Work instructions
Please translate this sentence from the abstract on microRNA-gene interaction extraction into Spanish: "The extracted miRNA-gene interactions, combined with a Natural Language Processing approach, were included in the TarBase v9 database."

Leveraging Large Language Models for Information Extraction:...

Leveraging Large Language Models for Information Extraction: Identifying microRNA - Gene Interactions in Biomedical Literature

Steve Stavropoulos, Elissavet Zacharopoulou, Spiros V. Georgakopoulos, Sotiris K. Tasoulis, Vassilis P. Plagianakos, Artemis G. Hatzigeorgiou

Published: 2024, Last Modified: 06 Feb 2025CIBCB 2024EveryoneRevisionsBibTeXCC BY-SA 4.0

Abstract: The rapid growth of biomedical literature necessitates efficient Information Extraction systems able to identify relevant knowledge for various biological applications, such as understanding gene regulation by microRNA (miRNA). In this study, we employed a Large Language Model, specifically GPT-3.5 (version 0301), in conjunction with BERN2 for miRNA-gene interaction extraction from paper titles and abstracts. We optimized our approach using an initial dataset of about a thousand molecular biology papers and subsequently evaluated its performance on a manually curated dataset of 400 papers, achieving an accuracy of 82-85%. Driven by the promising results and the practical utility of our method, we applied the system to a large dataset of 39,000 papers. The extracted miRNA-gene interactions, combined with a Natural Language Processing approach, were included in the TarBase v9 database. Our findings demonstrate the potential of Large Language Models in biomedical Information Extraction tasks and highlight the limitations of the current gene and miRNA recognition systems, which hinder further improvements in accuracy.

Information supplied
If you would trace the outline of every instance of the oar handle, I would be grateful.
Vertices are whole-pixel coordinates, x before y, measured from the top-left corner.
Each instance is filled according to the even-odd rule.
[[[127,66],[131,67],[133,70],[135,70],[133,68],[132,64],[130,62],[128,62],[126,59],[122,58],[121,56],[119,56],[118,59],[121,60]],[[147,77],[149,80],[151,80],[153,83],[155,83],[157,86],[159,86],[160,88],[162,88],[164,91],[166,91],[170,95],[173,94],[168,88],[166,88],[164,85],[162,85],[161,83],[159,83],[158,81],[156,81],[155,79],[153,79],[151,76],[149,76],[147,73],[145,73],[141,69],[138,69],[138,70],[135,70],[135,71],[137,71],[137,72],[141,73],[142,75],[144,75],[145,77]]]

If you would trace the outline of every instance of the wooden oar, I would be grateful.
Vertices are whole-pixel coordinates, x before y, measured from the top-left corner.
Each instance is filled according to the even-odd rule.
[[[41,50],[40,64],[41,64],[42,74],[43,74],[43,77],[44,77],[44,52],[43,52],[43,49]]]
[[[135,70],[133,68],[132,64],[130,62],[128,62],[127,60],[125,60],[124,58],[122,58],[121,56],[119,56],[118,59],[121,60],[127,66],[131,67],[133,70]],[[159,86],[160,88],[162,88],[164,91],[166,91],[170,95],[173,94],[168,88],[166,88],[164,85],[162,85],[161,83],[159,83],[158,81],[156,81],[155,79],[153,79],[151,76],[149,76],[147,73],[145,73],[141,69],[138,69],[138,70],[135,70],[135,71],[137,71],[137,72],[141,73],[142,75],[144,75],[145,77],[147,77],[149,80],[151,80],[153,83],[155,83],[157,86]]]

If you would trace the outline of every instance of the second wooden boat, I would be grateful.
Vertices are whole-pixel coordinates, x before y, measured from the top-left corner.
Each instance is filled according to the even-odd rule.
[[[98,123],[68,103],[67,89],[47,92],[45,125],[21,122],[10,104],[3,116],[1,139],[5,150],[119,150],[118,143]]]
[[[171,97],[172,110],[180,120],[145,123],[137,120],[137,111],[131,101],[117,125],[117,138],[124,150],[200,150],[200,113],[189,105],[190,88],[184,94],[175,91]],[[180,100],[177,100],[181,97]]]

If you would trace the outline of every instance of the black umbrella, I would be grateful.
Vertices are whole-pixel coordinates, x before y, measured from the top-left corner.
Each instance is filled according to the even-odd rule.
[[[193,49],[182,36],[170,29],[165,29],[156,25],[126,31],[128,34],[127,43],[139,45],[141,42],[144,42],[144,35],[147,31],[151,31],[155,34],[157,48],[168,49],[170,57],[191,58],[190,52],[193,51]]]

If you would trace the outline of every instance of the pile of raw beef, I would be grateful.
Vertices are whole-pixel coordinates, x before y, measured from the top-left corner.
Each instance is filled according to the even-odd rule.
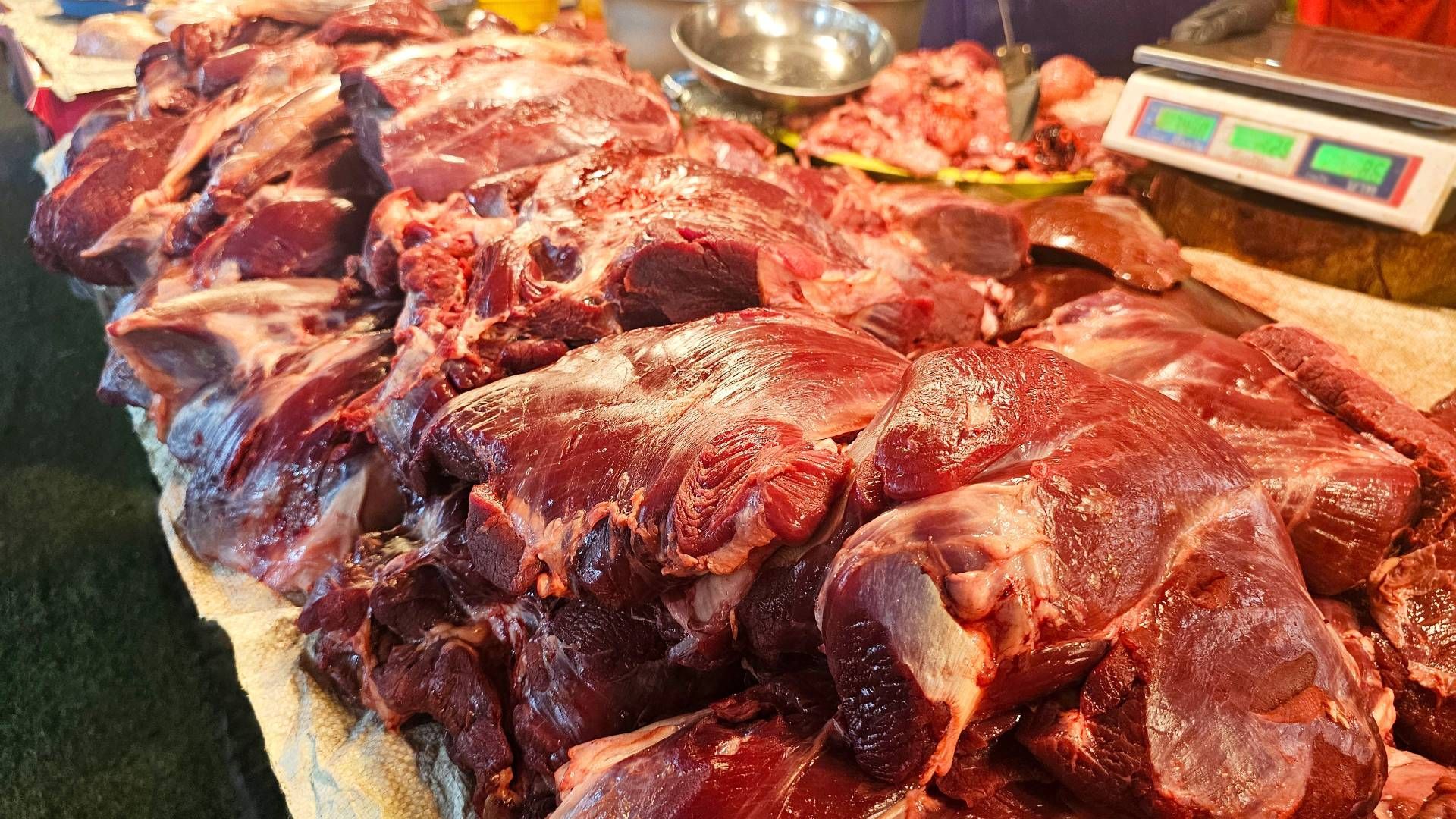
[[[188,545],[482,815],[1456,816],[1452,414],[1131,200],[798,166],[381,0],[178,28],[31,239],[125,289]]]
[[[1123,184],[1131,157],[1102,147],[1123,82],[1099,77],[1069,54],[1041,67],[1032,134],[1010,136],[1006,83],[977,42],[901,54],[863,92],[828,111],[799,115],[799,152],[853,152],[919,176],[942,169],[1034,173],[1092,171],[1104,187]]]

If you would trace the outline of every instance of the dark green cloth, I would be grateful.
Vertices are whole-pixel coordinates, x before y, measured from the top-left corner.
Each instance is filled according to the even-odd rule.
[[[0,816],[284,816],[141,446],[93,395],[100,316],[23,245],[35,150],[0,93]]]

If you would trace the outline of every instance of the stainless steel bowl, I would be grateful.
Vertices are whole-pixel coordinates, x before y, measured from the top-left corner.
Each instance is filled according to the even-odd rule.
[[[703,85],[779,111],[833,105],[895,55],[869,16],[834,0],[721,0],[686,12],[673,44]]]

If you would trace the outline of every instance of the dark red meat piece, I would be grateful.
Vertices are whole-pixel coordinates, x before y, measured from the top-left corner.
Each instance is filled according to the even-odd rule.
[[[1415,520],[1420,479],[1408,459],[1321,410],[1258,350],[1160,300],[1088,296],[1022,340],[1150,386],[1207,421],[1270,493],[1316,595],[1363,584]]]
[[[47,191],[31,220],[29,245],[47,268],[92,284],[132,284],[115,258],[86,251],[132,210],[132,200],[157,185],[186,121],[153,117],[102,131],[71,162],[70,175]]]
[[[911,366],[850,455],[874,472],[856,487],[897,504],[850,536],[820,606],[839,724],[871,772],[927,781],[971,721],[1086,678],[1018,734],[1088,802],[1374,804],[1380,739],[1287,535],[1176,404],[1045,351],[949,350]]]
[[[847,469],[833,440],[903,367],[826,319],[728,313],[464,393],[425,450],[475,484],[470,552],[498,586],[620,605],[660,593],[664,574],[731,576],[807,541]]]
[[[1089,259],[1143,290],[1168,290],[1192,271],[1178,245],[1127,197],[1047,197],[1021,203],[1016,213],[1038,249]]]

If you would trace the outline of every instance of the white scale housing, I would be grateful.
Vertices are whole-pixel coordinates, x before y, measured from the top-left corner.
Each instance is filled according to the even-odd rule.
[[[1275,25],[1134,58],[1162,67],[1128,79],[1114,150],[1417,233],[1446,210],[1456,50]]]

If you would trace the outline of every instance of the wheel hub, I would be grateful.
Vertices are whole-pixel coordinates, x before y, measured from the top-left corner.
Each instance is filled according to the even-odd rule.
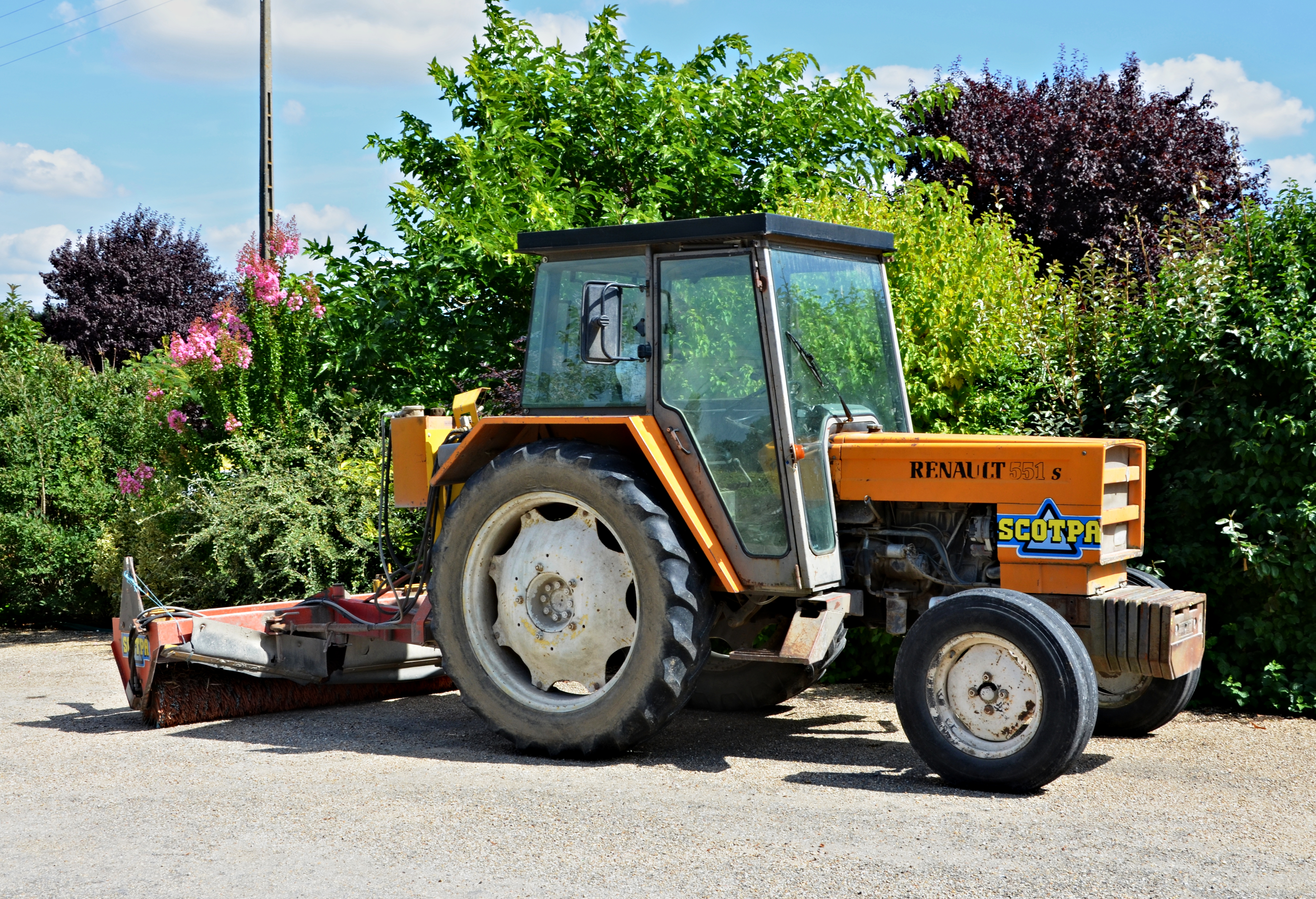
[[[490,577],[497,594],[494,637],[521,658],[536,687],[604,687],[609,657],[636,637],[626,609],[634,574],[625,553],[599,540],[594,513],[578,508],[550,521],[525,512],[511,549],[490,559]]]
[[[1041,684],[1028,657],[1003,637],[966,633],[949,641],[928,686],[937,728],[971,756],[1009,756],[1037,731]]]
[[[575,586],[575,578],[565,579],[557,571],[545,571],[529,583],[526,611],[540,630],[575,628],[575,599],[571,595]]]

...

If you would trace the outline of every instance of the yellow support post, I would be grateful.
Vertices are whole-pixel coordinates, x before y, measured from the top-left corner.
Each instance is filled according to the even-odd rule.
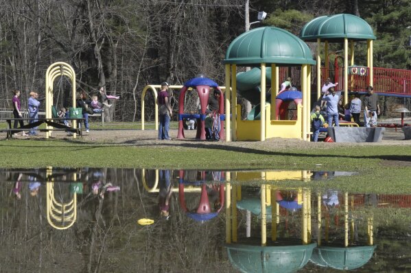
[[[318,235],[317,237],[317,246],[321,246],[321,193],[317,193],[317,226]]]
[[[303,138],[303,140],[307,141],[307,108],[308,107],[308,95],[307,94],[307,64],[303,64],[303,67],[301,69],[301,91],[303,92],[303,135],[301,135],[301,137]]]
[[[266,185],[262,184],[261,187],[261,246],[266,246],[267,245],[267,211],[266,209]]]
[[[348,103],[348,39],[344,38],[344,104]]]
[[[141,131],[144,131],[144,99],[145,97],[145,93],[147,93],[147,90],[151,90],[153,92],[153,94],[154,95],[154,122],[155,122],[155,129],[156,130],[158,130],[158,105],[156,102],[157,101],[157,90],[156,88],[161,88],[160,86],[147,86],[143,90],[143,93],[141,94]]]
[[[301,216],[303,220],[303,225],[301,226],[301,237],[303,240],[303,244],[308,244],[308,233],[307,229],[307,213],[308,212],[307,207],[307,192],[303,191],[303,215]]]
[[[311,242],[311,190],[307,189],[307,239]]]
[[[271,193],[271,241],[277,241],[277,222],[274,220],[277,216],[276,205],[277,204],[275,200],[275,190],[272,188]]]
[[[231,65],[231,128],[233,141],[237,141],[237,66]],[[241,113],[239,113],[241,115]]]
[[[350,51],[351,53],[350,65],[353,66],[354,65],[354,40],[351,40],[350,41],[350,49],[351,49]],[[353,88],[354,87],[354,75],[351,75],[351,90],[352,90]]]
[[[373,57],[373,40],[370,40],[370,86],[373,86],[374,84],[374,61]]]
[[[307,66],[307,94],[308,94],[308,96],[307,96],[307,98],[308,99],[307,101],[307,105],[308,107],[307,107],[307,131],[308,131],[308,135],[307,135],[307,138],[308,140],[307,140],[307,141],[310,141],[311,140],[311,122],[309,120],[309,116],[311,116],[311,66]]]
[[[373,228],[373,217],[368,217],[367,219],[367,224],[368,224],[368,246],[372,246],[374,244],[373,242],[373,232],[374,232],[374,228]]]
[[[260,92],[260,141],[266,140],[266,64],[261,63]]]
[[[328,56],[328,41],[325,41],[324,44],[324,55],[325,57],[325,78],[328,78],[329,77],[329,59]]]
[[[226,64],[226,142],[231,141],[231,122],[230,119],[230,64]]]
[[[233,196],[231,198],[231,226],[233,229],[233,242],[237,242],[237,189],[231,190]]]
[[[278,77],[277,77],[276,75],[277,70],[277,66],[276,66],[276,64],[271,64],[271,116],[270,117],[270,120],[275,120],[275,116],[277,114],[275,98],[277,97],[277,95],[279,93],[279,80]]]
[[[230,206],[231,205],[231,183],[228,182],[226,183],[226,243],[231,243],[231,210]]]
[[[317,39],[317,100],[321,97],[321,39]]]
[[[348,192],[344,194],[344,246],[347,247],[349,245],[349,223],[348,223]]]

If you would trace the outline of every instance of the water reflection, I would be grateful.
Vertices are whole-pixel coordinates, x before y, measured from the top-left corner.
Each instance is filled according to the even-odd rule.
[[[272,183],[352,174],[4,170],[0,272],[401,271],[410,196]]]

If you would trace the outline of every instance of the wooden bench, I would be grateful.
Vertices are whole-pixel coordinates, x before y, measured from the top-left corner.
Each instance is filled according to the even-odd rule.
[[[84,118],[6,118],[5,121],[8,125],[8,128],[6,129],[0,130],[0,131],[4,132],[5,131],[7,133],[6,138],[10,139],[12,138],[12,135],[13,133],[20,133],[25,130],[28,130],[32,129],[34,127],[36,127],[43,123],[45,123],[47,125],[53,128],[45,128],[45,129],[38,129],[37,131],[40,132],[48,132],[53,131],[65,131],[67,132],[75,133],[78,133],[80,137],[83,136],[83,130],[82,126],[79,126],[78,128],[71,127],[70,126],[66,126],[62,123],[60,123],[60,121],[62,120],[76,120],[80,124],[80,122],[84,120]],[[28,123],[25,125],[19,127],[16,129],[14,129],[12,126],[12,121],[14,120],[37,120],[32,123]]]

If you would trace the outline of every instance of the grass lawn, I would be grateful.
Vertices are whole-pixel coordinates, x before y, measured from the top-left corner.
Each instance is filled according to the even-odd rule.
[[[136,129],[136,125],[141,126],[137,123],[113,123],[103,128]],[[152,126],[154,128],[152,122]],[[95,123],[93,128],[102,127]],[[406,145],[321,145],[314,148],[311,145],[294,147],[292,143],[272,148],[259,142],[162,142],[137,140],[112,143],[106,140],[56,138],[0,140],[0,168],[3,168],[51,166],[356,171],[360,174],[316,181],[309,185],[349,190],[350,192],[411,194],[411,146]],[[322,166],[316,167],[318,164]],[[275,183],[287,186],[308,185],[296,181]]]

Task solution
Las interacciones miARN-gen extraídas, combinadas con un enfoque de Procesamiento del Lenguaje Natural, se incluyeron en la base de datos TarBase v9.